Direction
Arrange the lines of the entries below as a JSON list of strings, one string per line, starting at the line that contains "In this picture, where can the rear" and ending at the line that contains "(1240, 513)", with both of those lines included. Leave out blank lines and any lines outside that span.

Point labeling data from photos

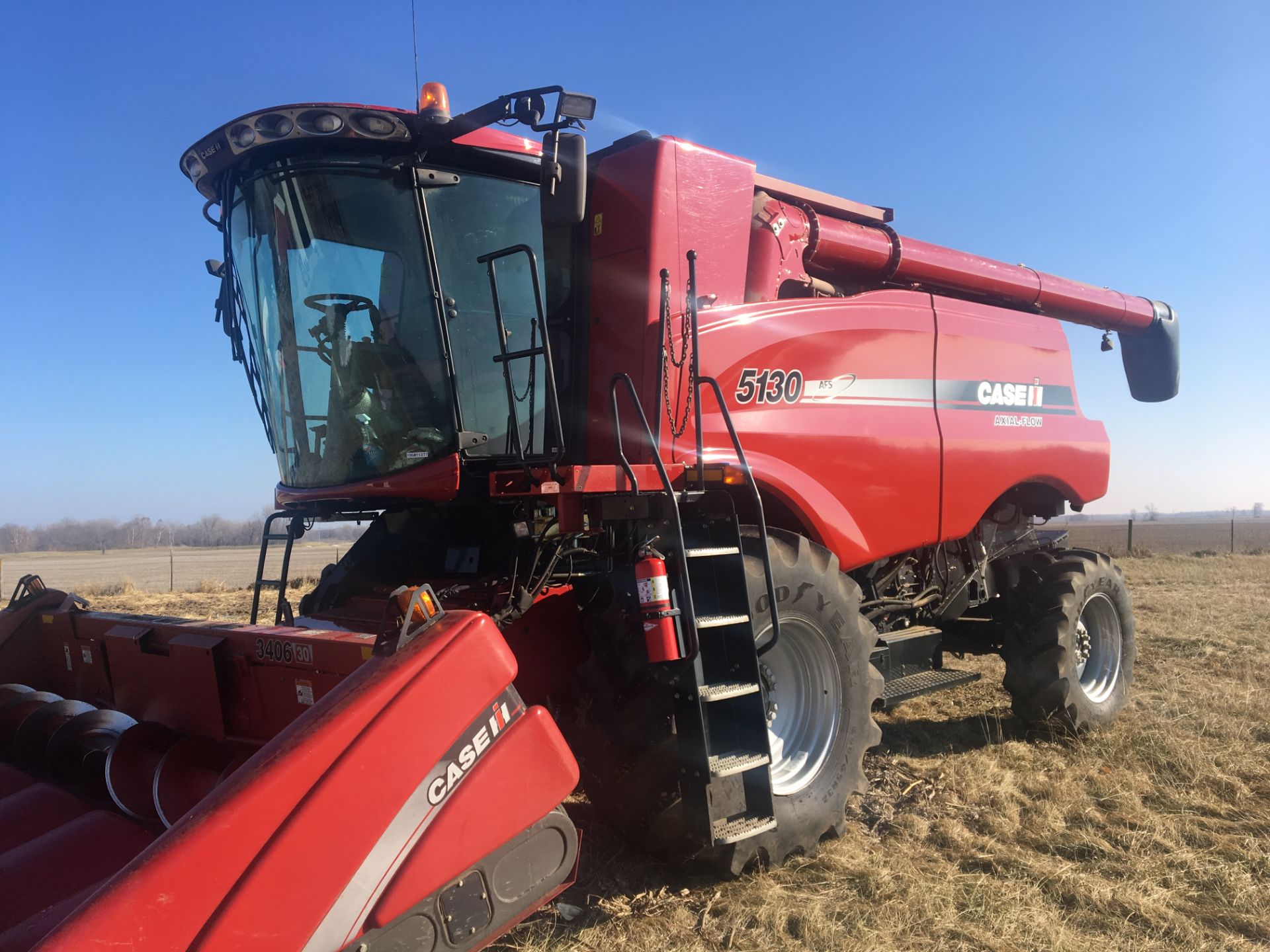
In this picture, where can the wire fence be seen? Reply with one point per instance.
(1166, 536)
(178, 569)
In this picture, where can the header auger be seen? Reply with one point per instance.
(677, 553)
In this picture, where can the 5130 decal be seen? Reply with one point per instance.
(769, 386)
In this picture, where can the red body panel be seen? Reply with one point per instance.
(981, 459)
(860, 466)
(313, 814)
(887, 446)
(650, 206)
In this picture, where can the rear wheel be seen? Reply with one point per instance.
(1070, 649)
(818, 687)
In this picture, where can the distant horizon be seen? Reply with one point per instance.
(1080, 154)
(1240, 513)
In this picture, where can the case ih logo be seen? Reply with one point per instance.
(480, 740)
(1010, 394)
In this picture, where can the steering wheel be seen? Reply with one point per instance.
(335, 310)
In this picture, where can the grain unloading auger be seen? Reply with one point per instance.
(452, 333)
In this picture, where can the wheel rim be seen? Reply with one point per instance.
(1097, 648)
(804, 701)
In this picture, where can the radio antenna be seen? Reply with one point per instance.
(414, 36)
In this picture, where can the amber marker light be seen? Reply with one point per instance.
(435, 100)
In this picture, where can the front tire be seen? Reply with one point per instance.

Output below
[
  "In this picture, where can the rear wheel be seen? Reply with one point per instance.",
  "(1070, 649)",
  "(818, 687)",
  "In this picture, where can the distant horizon be seen? Reply with one point per instance.",
  "(1080, 154)",
  "(1240, 513)"
]